# Selected text
········
I believe, if I’m not mistaken, that we have lost our way. Really very little has been learned from the 1960s / 1970s. Without a doubt, it was the best point in modern music, whether it be called Blues, Rock, Folk, etc. in all their varieties. It was a true creative explosion, a true explosion of subtlety, of melodies both vocal and instrumental, it was amazing! That’s what I miss, that inner strength to express to the world the beautiful, the fucked up, the enjoyment, the love ... that´s what I miss. I miss that people go to a concert to be filled with music, to be filled with journeys, to be filled with sensations and not on their fucking phones taking photos to prove that they had been at this or that concert. I miss culture…they are zombies, they do not know where they are going, or where they come from ... Hopes, mmmmmm I don’t see positive changes, I am unable to glimpse anything. Perhaps the hope is in "world music", which is now permeating general tastes more, but honestly, I see it as very difficult. Our music is in the underground of the underground. I talk a lot with colleagues about the music scene in general, and everyone is worried by these times, and unable, like me to catch a glimpse of something more hopeful. But I am always positive and I know that in the middle of the silence someone will step on a twig and the noise will be immense. I wish for that sound to be loaded with beautiful melodies.
"As for travelling the world, counterculture taught me not to be afraid, and to countless times: undertake new projects, change cities and start from scratch over and over again, to not deny the past, and find balance in my life and be satisfied with how everything has gone, even if you always think you could have done thousands of things better." (Photo: Jorge "Flaco" Barral, RAZA c. late 1970s)
········
# Collected data
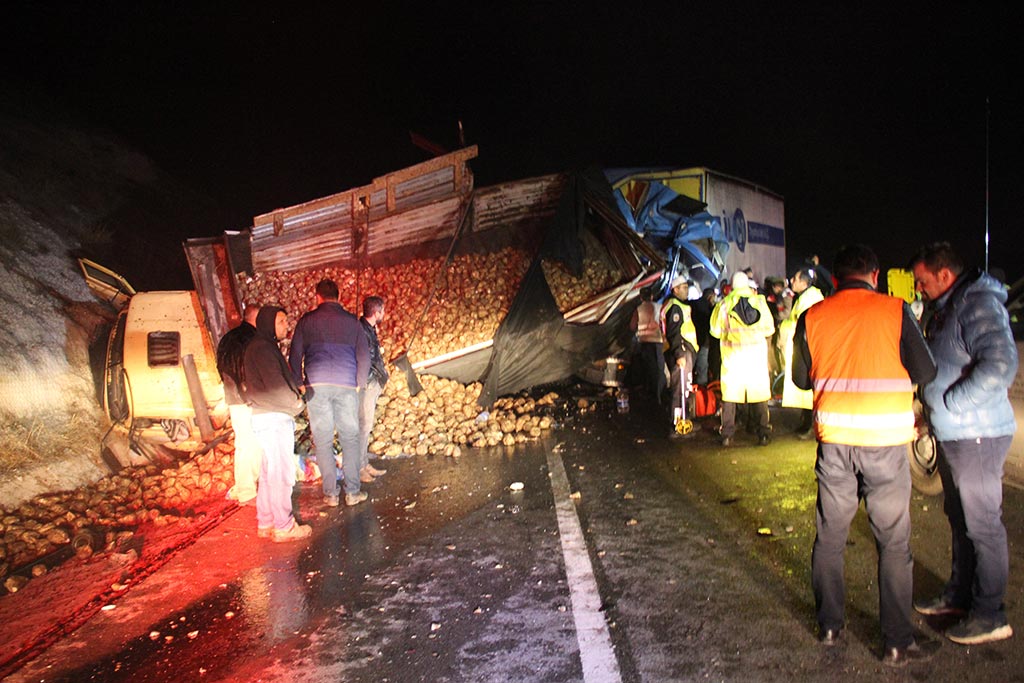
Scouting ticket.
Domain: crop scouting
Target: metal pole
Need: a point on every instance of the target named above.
········
# Goal of the exercise
Answer these about the text on music and counterculture:
1. Which decades does the speaker name as the best point in modern music?
2. What does the speaker say people now do at concerts instead of being filled with music?
3. In the quote about travelling the world, what did counterculture teach the speaker not to be?

# The answer
1. The 1960s / 1970s.
2. They are on their phones taking photos to prove they had been at this or that concert.
3. Afraid.